Please extract every entry below and copy each line word for word, without changes.
——————————
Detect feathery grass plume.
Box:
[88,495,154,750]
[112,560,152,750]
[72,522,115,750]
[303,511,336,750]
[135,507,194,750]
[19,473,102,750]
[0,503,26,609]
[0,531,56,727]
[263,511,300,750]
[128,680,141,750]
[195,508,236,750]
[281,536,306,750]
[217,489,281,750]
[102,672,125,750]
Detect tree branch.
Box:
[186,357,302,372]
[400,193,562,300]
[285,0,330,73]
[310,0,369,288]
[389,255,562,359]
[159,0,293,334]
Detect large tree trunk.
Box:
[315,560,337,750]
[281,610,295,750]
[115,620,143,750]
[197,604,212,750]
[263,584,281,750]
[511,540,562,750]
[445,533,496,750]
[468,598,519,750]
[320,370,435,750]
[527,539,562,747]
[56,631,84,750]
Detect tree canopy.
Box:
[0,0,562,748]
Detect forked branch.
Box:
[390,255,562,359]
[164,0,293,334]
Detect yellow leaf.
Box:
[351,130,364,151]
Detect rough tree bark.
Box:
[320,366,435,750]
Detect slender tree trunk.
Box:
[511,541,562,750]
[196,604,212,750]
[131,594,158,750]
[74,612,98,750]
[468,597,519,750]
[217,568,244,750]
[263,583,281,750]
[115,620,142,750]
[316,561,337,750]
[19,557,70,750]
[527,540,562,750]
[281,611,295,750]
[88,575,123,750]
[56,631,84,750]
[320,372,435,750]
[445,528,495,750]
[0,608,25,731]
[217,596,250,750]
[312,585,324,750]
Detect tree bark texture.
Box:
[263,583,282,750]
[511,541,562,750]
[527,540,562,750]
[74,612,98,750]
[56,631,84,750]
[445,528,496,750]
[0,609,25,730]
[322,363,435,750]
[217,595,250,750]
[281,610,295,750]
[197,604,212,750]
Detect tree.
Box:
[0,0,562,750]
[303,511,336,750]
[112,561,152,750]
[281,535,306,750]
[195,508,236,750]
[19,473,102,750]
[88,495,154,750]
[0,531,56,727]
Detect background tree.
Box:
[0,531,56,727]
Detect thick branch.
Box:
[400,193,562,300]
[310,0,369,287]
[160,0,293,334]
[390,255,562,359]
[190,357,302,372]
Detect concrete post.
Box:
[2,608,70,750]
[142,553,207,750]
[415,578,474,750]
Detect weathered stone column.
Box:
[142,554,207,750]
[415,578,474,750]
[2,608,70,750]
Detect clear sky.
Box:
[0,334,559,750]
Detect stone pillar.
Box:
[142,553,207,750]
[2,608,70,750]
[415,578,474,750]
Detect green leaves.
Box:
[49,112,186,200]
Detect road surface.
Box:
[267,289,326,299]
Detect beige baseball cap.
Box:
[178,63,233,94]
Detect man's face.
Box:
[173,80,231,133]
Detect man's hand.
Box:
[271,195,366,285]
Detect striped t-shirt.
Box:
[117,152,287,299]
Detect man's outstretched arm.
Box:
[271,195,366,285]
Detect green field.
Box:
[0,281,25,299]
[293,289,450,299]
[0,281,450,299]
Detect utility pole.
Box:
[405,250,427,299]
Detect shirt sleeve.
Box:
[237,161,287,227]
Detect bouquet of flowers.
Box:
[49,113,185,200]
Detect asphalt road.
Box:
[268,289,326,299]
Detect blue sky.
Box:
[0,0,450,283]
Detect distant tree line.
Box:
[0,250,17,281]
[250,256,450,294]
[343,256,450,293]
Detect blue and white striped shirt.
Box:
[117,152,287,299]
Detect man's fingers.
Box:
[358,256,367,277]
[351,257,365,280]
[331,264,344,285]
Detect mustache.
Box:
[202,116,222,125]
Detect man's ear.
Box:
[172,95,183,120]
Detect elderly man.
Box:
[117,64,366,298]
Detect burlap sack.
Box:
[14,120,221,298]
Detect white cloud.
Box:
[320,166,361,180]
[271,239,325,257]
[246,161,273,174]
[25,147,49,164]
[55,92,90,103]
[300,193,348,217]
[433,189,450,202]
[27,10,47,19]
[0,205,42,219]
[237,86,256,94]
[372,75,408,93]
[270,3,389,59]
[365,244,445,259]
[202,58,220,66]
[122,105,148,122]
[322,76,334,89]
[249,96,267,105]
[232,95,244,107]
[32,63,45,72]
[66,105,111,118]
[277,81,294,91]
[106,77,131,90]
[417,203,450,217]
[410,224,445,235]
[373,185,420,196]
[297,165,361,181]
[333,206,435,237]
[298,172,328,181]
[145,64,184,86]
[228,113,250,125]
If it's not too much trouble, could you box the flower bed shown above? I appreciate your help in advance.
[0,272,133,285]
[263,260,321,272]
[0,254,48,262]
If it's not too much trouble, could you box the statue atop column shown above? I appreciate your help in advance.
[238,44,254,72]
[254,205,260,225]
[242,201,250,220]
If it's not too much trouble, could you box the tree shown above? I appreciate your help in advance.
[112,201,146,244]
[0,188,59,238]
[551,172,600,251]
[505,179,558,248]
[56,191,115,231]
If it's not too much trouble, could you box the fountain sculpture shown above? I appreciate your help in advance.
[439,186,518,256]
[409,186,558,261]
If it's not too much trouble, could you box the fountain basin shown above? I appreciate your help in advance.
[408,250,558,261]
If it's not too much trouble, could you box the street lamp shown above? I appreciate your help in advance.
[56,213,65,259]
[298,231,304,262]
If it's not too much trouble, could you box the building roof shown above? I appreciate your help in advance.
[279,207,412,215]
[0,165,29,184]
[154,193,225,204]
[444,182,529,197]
——————————
**Result:**
Detect feathery grass plume.
Box:
[88,495,154,750]
[112,560,152,750]
[72,522,115,750]
[303,511,336,750]
[135,507,194,750]
[19,473,102,750]
[0,503,26,609]
[0,531,56,727]
[263,511,300,750]
[128,680,141,750]
[195,508,236,750]
[281,536,306,750]
[217,489,281,750]
[102,672,125,750]
Detect tree branch.
Box:
[186,357,302,372]
[400,193,562,300]
[285,0,330,73]
[310,0,369,288]
[389,255,562,359]
[159,0,293,334]
Detect large tree trunk.
Box:
[315,560,337,750]
[281,610,295,750]
[115,620,143,750]
[197,604,212,750]
[263,584,281,750]
[511,540,562,750]
[445,533,496,750]
[468,598,519,750]
[320,370,435,750]
[527,539,562,747]
[56,631,84,750]
Detect tree canopy.
Box:
[0,0,562,748]
Detect forked branch.
Box:
[390,255,562,359]
[164,0,293,334]
Detect yellow leaf.
Box:
[351,130,364,151]
Detect rough tree bark.
Box:
[320,366,435,750]
Detect slender tree trunk.
Box:
[511,541,562,750]
[196,604,212,750]
[131,594,158,750]
[74,612,98,750]
[468,597,519,750]
[217,568,244,750]
[263,583,281,750]
[115,620,142,750]
[316,561,337,750]
[19,557,70,750]
[527,540,562,750]
[281,611,295,750]
[88,575,123,750]
[56,631,84,750]
[320,372,435,750]
[445,528,495,750]
[0,608,25,731]
[217,596,250,750]
[312,585,324,750]
Detect tree bark texture.
Box:
[263,583,282,750]
[511,541,562,750]
[527,540,562,750]
[74,612,98,750]
[56,631,84,750]
[445,528,496,750]
[0,609,25,730]
[322,363,435,750]
[217,595,250,750]
[281,610,295,750]
[197,604,212,750]
Detect tree.
Box:
[0,0,562,750]
[303,511,336,750]
[112,561,152,750]
[281,535,306,750]
[195,508,236,750]
[19,473,102,750]
[88,495,154,750]
[0,531,56,727]
Detect background tree.
Box:
[0,531,56,727]
Detect thick branch.
Box:
[400,193,562,300]
[310,0,369,287]
[160,0,293,334]
[390,255,562,359]
[190,357,302,372]
Detect concrete post.
Box:
[2,608,70,750]
[142,553,207,750]
[415,578,474,750]
Detect weathered stone column.
Box:
[142,554,207,750]
[415,578,474,750]
[2,608,70,750]
Detect clear sky.
Box:
[0,334,559,750]
Detect stone pillar.
Box:
[142,553,207,750]
[2,608,70,750]
[415,578,474,750]
Detect green leaves.
Box:
[49,112,186,200]
Detect road surface.
Box:
[267,289,326,299]
Detect beige baseball cap.
Box:
[178,63,233,94]
Detect man's face.
Box:
[173,80,231,133]
Detect man's hand.
Box:
[271,195,366,285]
Detect striped t-shirt.
Box:
[117,152,287,299]
Detect man's outstretched arm.
Box:
[271,195,366,285]
Detect green field.
Box:
[0,281,25,299]
[293,289,450,299]
[0,281,450,299]
Detect utility pole.
Box:
[405,250,427,299]
Detect shirt sleeve.
Box:
[237,161,287,227]
Detect bouquet of flowers.
Box:
[49,113,185,200]
Detect asphalt road.
Box:
[268,289,326,299]
Detect blue sky.
Box:
[0,0,450,283]
Detect distant tree line.
Box:
[0,250,17,281]
[250,256,450,294]
[343,256,450,293]
Detect blue and white striped shirt.
Box:
[117,152,287,299]
Detect man's fingers.
Box:
[358,256,367,277]
[351,257,365,280]
[331,264,344,285]
Detect mustache.
Box:
[202,116,222,125]
Detect man's ear.
Box:
[172,95,183,120]
Detect elderly man.
Box:
[117,64,366,298]
Detect burlap sack.
Box:
[14,120,221,298]
Detect white cloud.
Box:
[320,166,361,180]
[271,239,325,257]
[246,161,273,174]
[25,147,49,164]
[55,92,90,103]
[300,193,348,217]
[433,189,450,202]
[27,10,47,19]
[0,205,42,219]
[237,86,256,94]
[372,75,408,93]
[270,3,389,59]
[365,244,445,259]
[202,58,220,66]
[122,105,148,122]
[322,76,334,89]
[249,96,267,105]
[232,95,244,107]
[32,63,45,72]
[66,105,111,118]
[277,81,294,91]
[106,77,131,90]
[417,203,450,217]
[410,224,445,235]
[373,185,420,196]
[297,165,361,181]
[333,206,435,237]
[298,172,328,181]
[145,64,184,86]
[228,113,250,125]
If it's not too much trouble, could you box the flower bed shown above? I appreciate your help in advance.
[0,272,133,285]
[263,260,321,272]
[0,254,48,262]
If it's not too much trouble, could you box the statue atop column shown above? I appreciate your help in advance.
[238,44,254,72]
[254,205,260,225]
[242,201,250,220]
If it's not too much trouble, could you box the tree shown above? I appreciate your help in advance.
[112,201,146,244]
[0,188,59,238]
[551,172,600,251]
[505,179,558,248]
[56,191,115,231]
If it's not too much trouble, could you box the fountain sculpture shown above? I appreciate your help in advance.
[439,186,518,256]
[409,186,558,261]
If it's not too much trouble, could you box the fountain basin shown above? I appreciate your help in advance.
[408,250,558,261]
If it's not too much trouble, could you box the street lamp shown above? I appreciate your help in advance.
[56,213,65,259]
[298,231,304,262]
If it's not too much trouble, could you box the building roof shown above? I appreciate your help in advance.
[279,207,412,215]
[0,165,29,184]
[154,193,225,204]
[444,182,529,197]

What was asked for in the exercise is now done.